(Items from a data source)
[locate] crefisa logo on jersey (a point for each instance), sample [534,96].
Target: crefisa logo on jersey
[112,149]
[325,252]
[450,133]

To do: Rewrite every row with "jersey" switched to "shirt", leaving everything else unchanged.

Full output:
[locate] crefisa logo on shirt (a point for each instance), sample [534,96].
Target: crefisa logo on shirt
[112,149]
[325,252]
[450,133]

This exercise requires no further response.